§ Texto fornecido:
▼

16. Porém, conforme resulta do facto constante no parágrafo 40 da matéria assente, o Trabalhador foi informado de que havia sido entregue “o documento” à Madre Superiora para efetuar o pagamento, e por documento entenda-se, pela contextualização dos emails trocados, a notificação remetida pela Segurança Social ao Trabalhador,

17. Destarte, bem andou o Tribunal de 1ª Instância ao afirmar que “… o autor encontrava-se em plenas condições para saber que o valor que recebera do I.S.S. deveria ter sido entregue à sua entidade patronal…”

18. Assim, recebido o dinheiro e remetendo-se ao silêncio, por mais de três anos, não diligenciando junto da Segurança Social para repor a verdade, o Autor quis manter na sua esfera jurídica os 8.123,10€ (que sabia não ter direito e que o mesmo pertencia à Entidade Empregadora), conformando-se com o resultado.

19. Ainda que se considere a alegada emissão dos dois emails pelo Recorrido, que teria como destinatária a Segurança Social, os mesmos mostram-se parcos na procura de uma solução, posto que era exigível ao Autor/Recorrido, pelo menos, que desse conhecimento à sua Entidade Empregadora, com quem tinha diligenciado nos termos que foram dados como provados, aquele pagamento.

20. Sendo certo que perante o silêncio da Segurança Social, ao Trabalhador se impunha o desenvolvimento de diligências, por forma a esclarecer os factos e evitar prejuízos a terceiros, in casu, à Entidade Empregadora, posto que, o Trabalhador bem sabia que o dinheiro em causa não lhe pertencia.

▲

§ Material fornecido:
▼

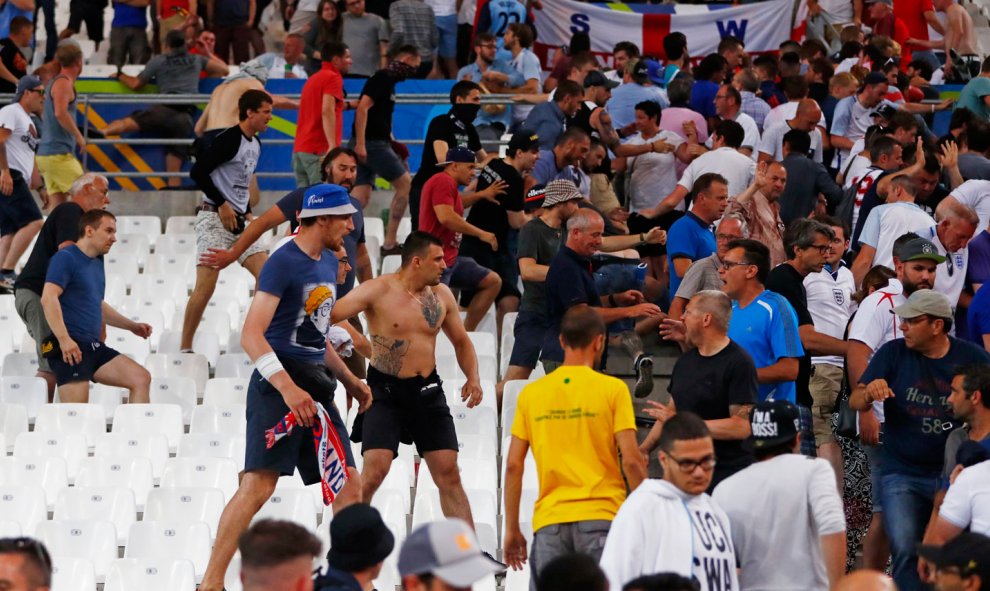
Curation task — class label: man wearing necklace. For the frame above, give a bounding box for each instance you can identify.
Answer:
[330,232,482,524]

▲

§ Trabalho a fazer:
a – Traduza para inglês a seguinte frase do texto: «Destarte, bem andou o Tribunal de 1ª Instância ao afirmar que “… o autor encontrava-se em plenas condições para saber que o valor que recebera do I.S.S. deveria ter sido entregue à sua entidade patronal…”»
b – Transcreva do texto o trecho desde "16. Porém, conforme" até "com o resultado.".
Baseie-se unicamente no texto.

§ Respostas do exercício:
a – Accordingly, the Court of First Instance was right to state that "… the plaintiff was fully in a position to know that the amount he had received from the I.S.S. should have been handed over to his employer…"

b –
16. Porém, conforme resulta do facto constante no parágrafo 40 da matéria assente, o Trabalhador foi informado de que havia sido entregue “o documento” à Madre Superiora para efetuar o pagamento, e por documento entenda-se, pela contextualização dos emails trocados, a notificação remetida pela Segurança Social ao Trabalhador,

17. Destarte, bem andou o Tribunal de 1ª Instância ao afirmar que “… o autor encontrava-se em plenas condições para saber que o valor que recebera do I.S.S. deveria ter sido entregue à sua entidade patronal…”

18. Assim, recebido o dinheiro e remetendo-se ao silêncio, por mais de três anos, não diligenciando junto da Segurança Social para repor a verdade, o Autor quis manter na sua esfera jurídica os 8.123,10€ (que sabia não ter direito e que o mesmo pertencia à Entidade Empregadora), conformando-se com o resultado.